Being the Bad Cop

This is a guest post by Dave, who is also looking to retire no later than 45, but unlike Tim has no kids and doesn’t want any.  Dave is from Ontario and is working towards his CGA certification.

Sometime in the middle of the 40+ hours of studying for a taxation exam I wrote last Thursday I gained a roommate.  My sister moved cities and is now living with my wife and I for the foreseeable future as she can’t afford to live on her own due to her finances (debt) being out of control.  It seems that in the couple of years since she got out of college she has managed to rack up a considerable amount of debt, to the point that living by herself at and being able to eat is now a choice between the two.

So, I have essentially become a “parent” to a 24-year-old girl.  From a financial perspective, it is most definitely not ideal because of the extra cost of supporting another person.  It’s nice hanging out with my sister, since the last time we lived together was when she was 11 and I was 18, which meant we really didn’t have much in common, so we have a chance to connect now as adults.

Due to her financial state and the fact that she is now living for free in my house we have essentially taken over running her finances, mostly through setting up “rules” that we expect her to follow.  If she doesn’t follow the rules, we’ll give her a couple of months to get first and last month’s rent and she is welcome to live her life how she would like.

So, what are the rules?

1) Pay off the debt as quickly as possible.  We looked at her monthly expenses, her wages at her current job, and her debt.  We gave her $50 a month to spend on whatever she wanted and told her to the rest needed to go to pay down her debt.

2) Follow Up on progress. We told her that we would like to see a copy of her pay stub and credit card statement to ensure that she was doing what she said she was doing…..We figure if we are going to be supporting a roommate we would like to ensure that she is carrying out her end of the bargain.

# # #

CHALLENGE 1: Could you extract the records starting at the line that contains "[mark] the spectator" and ending at the last line of the records, reproducing them line for line?
These records are unrelated to the guest post.

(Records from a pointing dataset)
# # #

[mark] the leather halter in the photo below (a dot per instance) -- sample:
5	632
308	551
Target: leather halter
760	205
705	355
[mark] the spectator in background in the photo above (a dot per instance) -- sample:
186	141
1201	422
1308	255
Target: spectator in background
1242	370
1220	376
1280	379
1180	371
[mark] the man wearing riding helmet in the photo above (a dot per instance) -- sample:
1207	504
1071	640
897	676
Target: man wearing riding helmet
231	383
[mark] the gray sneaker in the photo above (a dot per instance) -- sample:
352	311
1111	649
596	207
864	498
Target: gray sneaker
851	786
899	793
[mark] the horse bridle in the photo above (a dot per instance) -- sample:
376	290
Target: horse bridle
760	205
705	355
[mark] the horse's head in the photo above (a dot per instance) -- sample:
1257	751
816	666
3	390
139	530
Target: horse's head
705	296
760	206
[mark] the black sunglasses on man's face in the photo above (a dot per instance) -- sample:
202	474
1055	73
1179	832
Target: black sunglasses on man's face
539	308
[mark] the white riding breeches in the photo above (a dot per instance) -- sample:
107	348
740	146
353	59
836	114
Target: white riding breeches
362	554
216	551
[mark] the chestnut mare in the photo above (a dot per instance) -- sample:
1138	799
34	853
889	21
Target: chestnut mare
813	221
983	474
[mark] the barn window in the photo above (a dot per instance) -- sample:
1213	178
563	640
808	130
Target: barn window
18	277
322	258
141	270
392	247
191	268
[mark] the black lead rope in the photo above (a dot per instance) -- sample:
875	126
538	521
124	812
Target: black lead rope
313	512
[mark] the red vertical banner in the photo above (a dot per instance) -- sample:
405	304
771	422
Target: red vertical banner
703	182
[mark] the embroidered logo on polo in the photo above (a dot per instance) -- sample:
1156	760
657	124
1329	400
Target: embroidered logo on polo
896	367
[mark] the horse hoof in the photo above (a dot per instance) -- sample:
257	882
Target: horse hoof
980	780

# # #

CHALLENGE 2: Can you copy the guest post about being the bad cop word for word, from its title to its final line?

COMPLETE RESPONSE 1:
[mark] the spectator in background in the photo above (a dot per instance) -- sample:
186	141
1201	422
1308	255
Target: spectator in background
1242	370
1220	376
1280	379
1180	371
[mark] the man wearing riding helmet in the photo above (a dot per instance) -- sample:
1207	504
1071	640
897	676
Target: man wearing riding helmet
231	383
[mark] the gray sneaker in the photo above (a dot per instance) -- sample:
352	311
1111	649
596	207
864	498
Target: gray sneaker
851	786
899	793
[mark] the horse bridle in the photo above (a dot per instance) -- sample:
376	290
Target: horse bridle
760	205
705	355
[mark] the horse's head in the photo above (a dot per instance) -- sample:
1257	751
816	666
3	390
139	530
Target: horse's head
705	296
760	206
[mark] the black sunglasses on man's face in the photo above (a dot per instance) -- sample:
202	474
1055	73
1179	832
Target: black sunglasses on man's face
539	308
[mark] the white riding breeches in the photo above (a dot per instance) -- sample:
107	348
740	146
353	59
836	114
Target: white riding breeches
362	554
216	551
[mark] the chestnut mare in the photo above (a dot per instance) -- sample:
1138	799
34	853
889	21
Target: chestnut mare
813	221
983	474
[mark] the barn window in the photo above (a dot per instance) -- sample:
1213	178
563	640
808	130
Target: barn window
18	277
322	258
141	270
392	247
191	268
[mark] the black lead rope in the photo above (a dot per instance) -- sample:
875	126
538	521
124	812
Target: black lead rope
313	512
[mark] the red vertical banner in the photo above (a dot per instance) -- sample:
405	304
771	422
Target: red vertical banner
703	182
[mark] the embroidered logo on polo in the photo above (a dot per instance) -- sample:
1156	760
657	124
1329	400
Target: embroidered logo on polo
896	367
[mark] the horse hoof in the photo above (a dot per instance) -- sample:
257	882
Target: horse hoof
980	780

COMPLETE RESPONSE 2:
Being the Bad Cop

This is a guest post by Dave, who is also looking to retire no later than 45, but unlike Tim has no kids and doesn’t want any.  Dave is from Ontario and is working towards his CGA certification.

Sometime in the middle of the 40+ hours of studying for a taxation exam I wrote last Thursday I gained a roommate.  My sister moved cities and is now living with my wife and I for the foreseeable future as she can’t afford to live on her own due to her finances (debt) being out of control.  It seems that in the couple of years since she got out of college she has managed to rack up a considerable amount of debt, to the point that living by herself at and being able to eat is now a choice between the two.

So, I have essentially become a “parent” to a 24-year-old girl.  From a financial perspective, it is most definitely not ideal because of the extra cost of supporting another person.  It’s nice hanging out with my sister, since the last time we lived together was when she was 11 and I was 18, which meant we really didn’t have much in common, so we have a chance to connect now as adults.

Due to her financial state and the fact that she is now living for free in my house we have essentially taken over running her finances, mostly through setting up “rules” that we expect her to follow.  If she doesn’t follow the rules, we’ll give her a couple of months to get first and last month’s rent and she is welcome to live her life how she would like.

So, what are the rules?

1) Pay off the debt as quickly as possible.  We looked at her monthly expenses, her wages at her current job, and her debt.  We gave her $50 a month to spend on whatever she wanted and told her to the rest needed to go to pay down her debt.

2) Follow Up on progress. We told her that we would like to see a copy of her pay stub and credit card statement to ensure that she was doing what she said she was doing…..We figure if we are going to be supporting a roommate we would like to ensure that she is carrying out her end of the bargain.